Goal of the exercise:
Rewrite all of the rows below with every occurrence of "even-odd rule" replaced by "nonzero winding rule", leaving everything else unchanged.

[BEGIN Data for processing]

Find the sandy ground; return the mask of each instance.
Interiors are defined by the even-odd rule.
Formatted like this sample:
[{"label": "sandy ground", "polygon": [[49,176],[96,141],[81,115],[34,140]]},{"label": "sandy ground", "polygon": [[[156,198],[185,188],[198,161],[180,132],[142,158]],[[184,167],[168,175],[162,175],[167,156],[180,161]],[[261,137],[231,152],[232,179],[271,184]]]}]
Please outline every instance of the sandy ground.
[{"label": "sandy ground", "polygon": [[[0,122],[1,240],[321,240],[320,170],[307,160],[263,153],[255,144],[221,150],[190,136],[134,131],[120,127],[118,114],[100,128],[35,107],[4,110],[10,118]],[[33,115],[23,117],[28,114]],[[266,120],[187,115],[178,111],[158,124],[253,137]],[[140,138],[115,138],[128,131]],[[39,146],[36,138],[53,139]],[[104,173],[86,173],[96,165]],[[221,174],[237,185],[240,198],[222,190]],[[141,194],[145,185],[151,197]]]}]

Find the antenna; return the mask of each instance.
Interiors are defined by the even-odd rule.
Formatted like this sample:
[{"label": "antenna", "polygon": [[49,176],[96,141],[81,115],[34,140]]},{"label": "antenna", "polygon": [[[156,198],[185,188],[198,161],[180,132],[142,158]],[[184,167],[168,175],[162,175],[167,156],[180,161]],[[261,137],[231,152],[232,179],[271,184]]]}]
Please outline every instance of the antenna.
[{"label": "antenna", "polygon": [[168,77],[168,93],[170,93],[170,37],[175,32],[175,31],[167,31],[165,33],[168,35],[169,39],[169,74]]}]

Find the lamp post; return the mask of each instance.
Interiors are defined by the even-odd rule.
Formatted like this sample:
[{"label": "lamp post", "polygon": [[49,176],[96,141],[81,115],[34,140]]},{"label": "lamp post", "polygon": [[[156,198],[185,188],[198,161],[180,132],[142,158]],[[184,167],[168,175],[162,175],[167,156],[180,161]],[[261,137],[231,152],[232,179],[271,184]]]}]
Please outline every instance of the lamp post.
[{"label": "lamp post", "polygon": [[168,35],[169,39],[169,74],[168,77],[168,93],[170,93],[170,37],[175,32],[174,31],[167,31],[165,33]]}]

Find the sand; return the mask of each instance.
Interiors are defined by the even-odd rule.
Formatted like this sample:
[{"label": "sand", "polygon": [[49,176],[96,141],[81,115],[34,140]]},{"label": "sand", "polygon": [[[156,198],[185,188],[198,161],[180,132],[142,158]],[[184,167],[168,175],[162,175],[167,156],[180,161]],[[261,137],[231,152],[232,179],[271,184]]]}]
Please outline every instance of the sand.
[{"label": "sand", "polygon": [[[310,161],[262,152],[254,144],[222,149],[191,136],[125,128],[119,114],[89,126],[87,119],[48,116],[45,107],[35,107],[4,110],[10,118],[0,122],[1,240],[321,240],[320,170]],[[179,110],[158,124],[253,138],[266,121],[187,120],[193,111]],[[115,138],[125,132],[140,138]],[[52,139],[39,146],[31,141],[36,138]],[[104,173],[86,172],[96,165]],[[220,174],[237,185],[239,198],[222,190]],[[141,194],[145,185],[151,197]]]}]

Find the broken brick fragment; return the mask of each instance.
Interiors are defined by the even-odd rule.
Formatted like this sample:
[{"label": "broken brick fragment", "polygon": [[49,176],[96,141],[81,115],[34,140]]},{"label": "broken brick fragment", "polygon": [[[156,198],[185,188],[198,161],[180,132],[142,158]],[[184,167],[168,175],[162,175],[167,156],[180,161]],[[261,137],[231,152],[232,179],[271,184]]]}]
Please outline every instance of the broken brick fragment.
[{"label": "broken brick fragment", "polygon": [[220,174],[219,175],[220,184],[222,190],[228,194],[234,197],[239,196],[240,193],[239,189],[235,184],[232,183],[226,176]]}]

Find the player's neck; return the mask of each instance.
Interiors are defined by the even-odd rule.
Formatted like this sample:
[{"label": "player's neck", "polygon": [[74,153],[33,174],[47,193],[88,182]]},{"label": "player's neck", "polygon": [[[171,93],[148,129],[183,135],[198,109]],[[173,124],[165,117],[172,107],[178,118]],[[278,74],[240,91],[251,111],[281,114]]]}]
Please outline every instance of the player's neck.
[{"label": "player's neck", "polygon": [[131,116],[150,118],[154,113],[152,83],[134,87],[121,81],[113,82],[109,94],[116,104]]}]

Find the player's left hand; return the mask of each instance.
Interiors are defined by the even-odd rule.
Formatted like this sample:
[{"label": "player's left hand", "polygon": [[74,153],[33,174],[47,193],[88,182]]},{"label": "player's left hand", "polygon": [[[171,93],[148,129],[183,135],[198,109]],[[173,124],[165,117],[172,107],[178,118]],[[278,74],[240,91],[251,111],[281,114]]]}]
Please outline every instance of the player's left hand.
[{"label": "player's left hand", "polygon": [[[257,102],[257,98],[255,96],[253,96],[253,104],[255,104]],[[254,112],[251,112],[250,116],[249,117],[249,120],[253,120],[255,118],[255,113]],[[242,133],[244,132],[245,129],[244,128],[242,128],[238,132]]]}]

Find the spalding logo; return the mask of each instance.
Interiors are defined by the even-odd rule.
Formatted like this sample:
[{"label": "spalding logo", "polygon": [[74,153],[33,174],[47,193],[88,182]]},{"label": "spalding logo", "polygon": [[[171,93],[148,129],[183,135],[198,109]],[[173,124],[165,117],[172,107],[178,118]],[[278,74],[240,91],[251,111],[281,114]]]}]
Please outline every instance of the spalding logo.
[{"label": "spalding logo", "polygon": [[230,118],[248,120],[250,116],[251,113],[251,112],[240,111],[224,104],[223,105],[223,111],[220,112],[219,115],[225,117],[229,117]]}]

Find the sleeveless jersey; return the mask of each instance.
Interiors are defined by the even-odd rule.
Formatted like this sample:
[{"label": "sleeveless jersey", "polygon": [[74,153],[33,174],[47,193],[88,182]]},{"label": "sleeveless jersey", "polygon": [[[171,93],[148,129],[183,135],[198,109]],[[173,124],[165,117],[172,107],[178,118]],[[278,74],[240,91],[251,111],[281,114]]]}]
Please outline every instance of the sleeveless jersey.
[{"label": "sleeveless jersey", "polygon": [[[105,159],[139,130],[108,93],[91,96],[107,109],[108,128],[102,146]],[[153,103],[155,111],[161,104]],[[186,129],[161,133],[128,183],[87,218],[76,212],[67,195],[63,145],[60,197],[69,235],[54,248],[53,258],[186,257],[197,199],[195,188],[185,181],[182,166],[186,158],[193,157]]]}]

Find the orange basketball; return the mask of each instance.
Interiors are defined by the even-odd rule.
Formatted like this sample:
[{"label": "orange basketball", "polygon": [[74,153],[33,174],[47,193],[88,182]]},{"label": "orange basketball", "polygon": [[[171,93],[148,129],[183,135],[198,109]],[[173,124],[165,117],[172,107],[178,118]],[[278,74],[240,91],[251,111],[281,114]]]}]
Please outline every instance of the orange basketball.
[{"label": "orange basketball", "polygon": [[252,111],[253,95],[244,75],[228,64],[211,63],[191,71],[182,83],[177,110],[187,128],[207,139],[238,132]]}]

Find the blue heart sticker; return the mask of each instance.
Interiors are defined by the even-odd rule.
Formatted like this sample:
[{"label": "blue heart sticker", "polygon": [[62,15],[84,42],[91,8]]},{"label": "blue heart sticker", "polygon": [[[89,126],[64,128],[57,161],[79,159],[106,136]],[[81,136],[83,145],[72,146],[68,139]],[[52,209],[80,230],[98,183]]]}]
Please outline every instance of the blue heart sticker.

[END Data for processing]

Worked solution:
Find the sandy ground; return the mask of each instance.
Interiors are defined by the nonzero winding rule.
Formatted like this sample:
[{"label": "sandy ground", "polygon": [[49,176],[96,141],[81,115],[34,140]]},{"label": "sandy ground", "polygon": [[[156,198],[185,188],[198,161],[180,132],[142,158]],[[184,167],[168,175],[162,175],[167,156],[180,161]],[[261,137],[231,152],[232,179],[271,184]]]}]
Please outline every instance of the sandy ground.
[{"label": "sandy ground", "polygon": [[[0,122],[1,240],[321,240],[320,170],[307,160],[263,153],[255,144],[221,150],[190,136],[134,131],[120,127],[118,114],[100,128],[35,107],[4,110],[10,118]],[[33,115],[23,117],[28,114]],[[266,120],[187,115],[178,111],[158,124],[253,137]],[[140,138],[115,138],[128,131]],[[39,146],[36,138],[53,139]],[[104,173],[86,173],[96,165]],[[221,174],[237,185],[240,198],[222,190]],[[141,194],[145,185],[151,197]]]}]

Find the antenna; return the mask of each instance.
Interiors are defined by the nonzero winding rule.
Formatted like this sample:
[{"label": "antenna", "polygon": [[49,176],[96,141],[81,115],[34,140]]},{"label": "antenna", "polygon": [[[156,198],[185,188],[198,161],[180,132],[142,158]],[[184,167],[168,175],[162,175],[167,156],[180,161]],[[261,137],[231,152],[232,179],[271,184]]]}]
Please outline every instance of the antenna.
[{"label": "antenna", "polygon": [[168,77],[168,93],[170,93],[170,37],[175,32],[175,31],[167,31],[165,33],[168,35],[169,39],[169,74]]}]

Find the lamp post; return the mask of each instance.
Interiors are defined by the nonzero winding rule.
Formatted like this sample:
[{"label": "lamp post", "polygon": [[49,176],[96,141],[81,115],[34,140]]},{"label": "lamp post", "polygon": [[[156,198],[185,188],[198,161],[180,132],[142,158]],[[184,167],[168,175],[162,175],[167,156],[180,161]],[[261,137],[231,152],[232,179],[271,184]]]}]
Please outline every instance of the lamp post.
[{"label": "lamp post", "polygon": [[168,35],[169,39],[169,74],[168,77],[168,93],[170,93],[170,37],[175,32],[174,31],[167,31],[165,33]]}]

Find the sand; return the mask of each instance.
Interiors are defined by the nonzero winding rule.
Formatted like this sample:
[{"label": "sand", "polygon": [[49,176],[96,141],[81,115],[34,140]]},{"label": "sand", "polygon": [[[156,198],[185,188],[198,161],[180,132],[142,158]],[[184,167],[168,175],[162,175],[167,156],[180,161]],[[261,137],[231,152],[232,179],[271,184]]]}]
Please outline every instance of the sand.
[{"label": "sand", "polygon": [[[310,161],[262,152],[254,144],[222,149],[191,136],[125,128],[119,114],[89,126],[87,119],[48,116],[45,107],[35,107],[4,110],[10,118],[0,122],[1,240],[321,240],[320,170]],[[179,110],[158,124],[253,138],[266,121],[187,120],[193,111]],[[115,138],[125,132],[140,138]],[[52,139],[39,146],[31,141],[36,138]],[[104,173],[86,172],[96,165]],[[220,174],[237,185],[239,198],[222,190]],[[141,194],[145,185],[151,197]]]}]

Find the broken brick fragment; return the mask of each instance.
Interiors are defined by the nonzero winding rule.
Formatted like this sample:
[{"label": "broken brick fragment", "polygon": [[49,176],[96,141],[81,115],[34,140]]},{"label": "broken brick fragment", "polygon": [[[156,198],[185,188],[198,161],[180,132],[142,158]],[[184,167],[168,175],[162,175],[167,156],[180,161]],[[261,137],[231,152],[232,179],[271,184]]]}]
Please outline every instance of the broken brick fragment.
[{"label": "broken brick fragment", "polygon": [[220,174],[219,175],[220,184],[222,190],[228,194],[234,197],[239,196],[240,193],[239,189],[235,184],[232,183],[226,176]]}]

Find the player's neck; return the mask of each instance.
Interiors are defined by the nonzero winding rule.
Formatted like this sample:
[{"label": "player's neck", "polygon": [[74,153],[33,174],[47,193],[88,182]]},{"label": "player's neck", "polygon": [[[171,93],[148,129],[183,135],[198,109]],[[173,124],[165,117],[172,107],[178,118]],[[278,74],[240,91],[251,111],[281,114]]]}]
Please outline every instance of the player's neck.
[{"label": "player's neck", "polygon": [[131,116],[150,118],[154,113],[152,83],[134,87],[121,81],[113,82],[109,94],[116,104]]}]

Find the player's left hand; return the mask of each instance.
Interiors are defined by the nonzero winding rule.
Formatted like this sample:
[{"label": "player's left hand", "polygon": [[74,153],[33,174],[47,193],[88,182]]},{"label": "player's left hand", "polygon": [[[171,93],[148,129],[183,135],[198,109]],[[173,124],[165,117],[172,107],[178,118]],[[278,74],[240,91],[251,111],[281,114]]]}]
Please outline every instance of the player's left hand.
[{"label": "player's left hand", "polygon": [[[257,102],[257,98],[255,96],[253,96],[253,104],[255,104]],[[254,112],[251,112],[250,116],[249,117],[249,120],[253,120],[255,118],[255,113]],[[242,133],[244,132],[245,129],[244,128],[242,128],[238,132]]]}]

Find the spalding logo; return the mask of each instance.
Interiors are defined by the nonzero winding rule.
Formatted like this sample:
[{"label": "spalding logo", "polygon": [[74,153],[33,174],[47,193],[88,182]]},{"label": "spalding logo", "polygon": [[[171,93],[148,129],[183,135],[198,109]],[[173,124],[165,117],[172,107],[178,118]],[[278,74],[240,91],[251,111],[281,114]]]}]
Please outline every instance of the spalding logo.
[{"label": "spalding logo", "polygon": [[230,118],[248,120],[250,116],[251,113],[251,112],[240,111],[224,104],[223,105],[223,111],[220,112],[219,115],[225,117],[229,117]]}]

Find the sleeveless jersey; return the mask of each instance.
Interiors are defined by the nonzero winding rule.
Formatted like this sample:
[{"label": "sleeveless jersey", "polygon": [[74,153],[33,174],[47,193],[88,182]]},{"label": "sleeveless jersey", "polygon": [[[171,93],[148,129],[183,135],[198,109]],[[173,124],[165,117],[172,107],[178,118]],[[278,74],[240,91],[251,111],[281,114]]]}]
Please outline every instance of the sleeveless jersey.
[{"label": "sleeveless jersey", "polygon": [[[105,159],[139,130],[108,93],[91,96],[107,109],[108,128],[102,146]],[[153,103],[155,111],[161,104]],[[186,129],[161,133],[128,183],[87,218],[76,212],[67,195],[63,145],[60,197],[69,235],[54,248],[53,258],[186,257],[197,199],[195,188],[185,181],[182,166],[186,158],[193,157]]]}]

Find the orange basketball; return the mask of each instance.
Interiors are defined by the nonzero winding rule.
Formatted like this sample:
[{"label": "orange basketball", "polygon": [[74,153],[33,174],[47,193],[88,182]]},{"label": "orange basketball", "polygon": [[[171,93],[148,129],[183,135],[198,109]],[[173,124],[165,117],[172,107],[178,118]],[[278,74],[240,91],[251,111],[281,114]]]}]
Please outline every instance of the orange basketball.
[{"label": "orange basketball", "polygon": [[252,111],[253,95],[244,75],[228,64],[211,63],[191,71],[182,83],[177,110],[187,128],[207,139],[238,132]]}]

Find the blue heart sticker; return the mask of each instance.
Interiors are defined by the nonzero winding rule.
Formatted like this sample:
[{"label": "blue heart sticker", "polygon": [[62,15],[84,42],[91,8]]},{"label": "blue heart sticker", "polygon": [[[89,126],[64,128],[57,161],[79,159],[106,136]],[[81,136],[83,145],[72,146],[68,139]],[[52,209],[80,230],[98,183]]]}]
Please outline every instance of the blue heart sticker.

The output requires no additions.